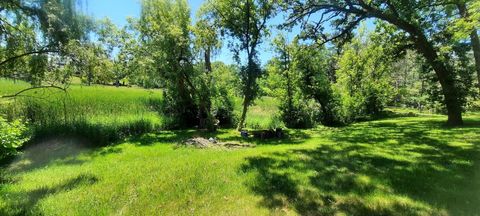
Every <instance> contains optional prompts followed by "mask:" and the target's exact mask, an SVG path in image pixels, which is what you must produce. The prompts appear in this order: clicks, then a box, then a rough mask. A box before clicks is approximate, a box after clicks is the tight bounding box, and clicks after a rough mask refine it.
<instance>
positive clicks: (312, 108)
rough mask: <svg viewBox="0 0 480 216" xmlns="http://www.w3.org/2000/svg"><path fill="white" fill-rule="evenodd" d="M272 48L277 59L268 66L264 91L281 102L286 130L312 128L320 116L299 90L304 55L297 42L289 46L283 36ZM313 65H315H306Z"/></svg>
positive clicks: (299, 89)
mask: <svg viewBox="0 0 480 216" xmlns="http://www.w3.org/2000/svg"><path fill="white" fill-rule="evenodd" d="M273 46H274V48H275V52H276V53H277V56H275V57H274V58H273V59H272V60H271V61H270V62H269V65H268V66H267V72H268V74H267V75H268V77H267V79H264V80H266V83H265V84H266V85H265V87H266V90H265V91H266V92H267V93H268V94H269V95H271V96H274V97H276V98H278V99H279V101H280V105H279V109H280V118H281V119H282V120H283V122H284V123H285V125H286V126H287V127H289V128H308V127H313V126H314V125H315V121H316V118H317V114H318V113H317V114H315V111H317V110H318V109H315V108H314V107H312V105H313V106H314V105H315V104H314V103H306V101H310V100H309V98H308V96H306V95H305V94H304V92H302V88H301V87H300V86H302V85H303V83H302V81H301V78H302V75H303V73H302V72H303V71H302V70H301V68H300V67H299V66H300V64H301V63H300V62H299V61H297V60H299V59H298V58H301V57H300V55H302V54H305V53H301V51H300V48H299V47H298V44H297V42H296V41H295V42H294V43H290V44H288V42H287V41H286V39H285V37H284V36H278V37H276V38H275V39H274V40H273ZM310 57H311V56H310ZM316 60H318V59H316ZM314 61H315V60H314ZM311 63H313V62H307V63H305V64H311ZM316 63H317V64H318V62H316Z"/></svg>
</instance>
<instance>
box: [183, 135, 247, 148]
mask: <svg viewBox="0 0 480 216" xmlns="http://www.w3.org/2000/svg"><path fill="white" fill-rule="evenodd" d="M179 146H192V147H195V148H228V149H237V148H253V147H255V145H253V144H248V143H234V142H220V141H219V140H217V139H214V138H210V139H205V138H203V137H194V138H191V139H188V140H186V141H184V142H181V143H179Z"/></svg>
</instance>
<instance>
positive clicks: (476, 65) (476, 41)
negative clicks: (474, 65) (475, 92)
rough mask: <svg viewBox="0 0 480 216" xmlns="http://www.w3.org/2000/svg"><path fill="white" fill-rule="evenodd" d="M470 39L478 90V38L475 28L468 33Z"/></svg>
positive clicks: (479, 68)
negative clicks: (471, 47)
mask: <svg viewBox="0 0 480 216" xmlns="http://www.w3.org/2000/svg"><path fill="white" fill-rule="evenodd" d="M470 38H471V40H472V49H473V55H474V57H475V69H476V70H477V79H478V83H477V85H478V90H479V91H480V38H479V37H478V33H477V31H476V30H474V31H473V32H472V34H471V35H470Z"/></svg>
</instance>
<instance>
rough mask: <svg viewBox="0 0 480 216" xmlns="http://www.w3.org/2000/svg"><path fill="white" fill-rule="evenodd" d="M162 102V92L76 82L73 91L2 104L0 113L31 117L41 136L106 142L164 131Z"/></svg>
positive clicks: (70, 89)
mask: <svg viewBox="0 0 480 216" xmlns="http://www.w3.org/2000/svg"><path fill="white" fill-rule="evenodd" d="M0 86H1V88H0V95H9V94H14V93H16V92H19V91H20V90H23V89H26V88H28V87H30V86H29V85H28V84H27V83H24V82H16V83H14V82H13V81H11V80H5V79H0ZM161 99H162V94H161V91H160V90H146V89H141V88H127V87H120V88H116V87H113V86H82V85H78V84H74V85H71V86H69V87H68V89H67V92H63V91H61V90H58V89H53V88H45V89H35V90H31V91H27V92H25V93H23V94H21V95H20V96H19V97H17V98H15V99H4V100H1V101H0V110H1V111H2V112H3V114H4V115H5V116H7V117H9V118H18V117H25V116H26V117H28V119H29V120H30V124H31V125H32V126H33V128H34V135H35V137H39V138H45V137H50V136H52V135H53V136H57V135H62V134H63V135H79V136H87V137H89V138H92V140H94V141H97V142H101V143H102V144H105V143H108V142H111V141H116V140H118V139H121V138H124V137H127V136H129V135H134V134H139V133H144V132H152V131H155V130H157V129H158V128H161V126H162V118H161V116H160V113H159V110H158V104H159V103H160V101H161Z"/></svg>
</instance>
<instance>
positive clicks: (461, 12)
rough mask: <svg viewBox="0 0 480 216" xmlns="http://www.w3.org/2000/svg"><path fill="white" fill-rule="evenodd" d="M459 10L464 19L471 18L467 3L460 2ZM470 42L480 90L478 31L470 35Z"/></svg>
mask: <svg viewBox="0 0 480 216" xmlns="http://www.w3.org/2000/svg"><path fill="white" fill-rule="evenodd" d="M457 8H458V11H459V12H460V16H461V17H462V18H467V19H468V18H469V16H470V15H469V14H468V11H467V5H466V4H465V2H458V3H457ZM470 40H471V43H472V50H473V56H474V57H475V70H476V71H477V79H478V83H477V85H478V88H479V90H480V39H479V38H478V33H477V29H475V28H474V29H473V31H472V32H471V33H470Z"/></svg>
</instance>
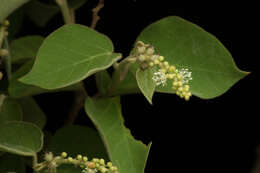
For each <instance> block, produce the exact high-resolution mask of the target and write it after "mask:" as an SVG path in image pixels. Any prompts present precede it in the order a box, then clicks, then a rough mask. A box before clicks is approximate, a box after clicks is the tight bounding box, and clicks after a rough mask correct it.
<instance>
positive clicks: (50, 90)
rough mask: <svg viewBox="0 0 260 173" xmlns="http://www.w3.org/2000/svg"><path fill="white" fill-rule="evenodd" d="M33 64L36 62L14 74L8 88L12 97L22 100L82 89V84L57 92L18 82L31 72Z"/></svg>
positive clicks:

Directions
Begin at the first line of the data above and repeat each line exactly, stopping after the line containing "48L277 59L268 66L264". Omit the pictures.

Written answer
Every <instance> contains optional prompts followed by "mask:" and the target's exact mask, an SVG path in image pixels, which is what you must produce. The prompts appear in this order: clicks, then a box, then a rough mask. A box before clicks is approximate, a box after clicks is the tight bounding box, and clicks after a rough mask refine it.
<instance>
positive clicks: (312, 108)
rough mask: <svg viewBox="0 0 480 216" xmlns="http://www.w3.org/2000/svg"><path fill="white" fill-rule="evenodd" d="M272 48L277 59L268 66L264 91L281 102L286 130L312 128L320 116L299 90L304 55L297 42L289 46L283 36ZM313 65H315H306Z"/></svg>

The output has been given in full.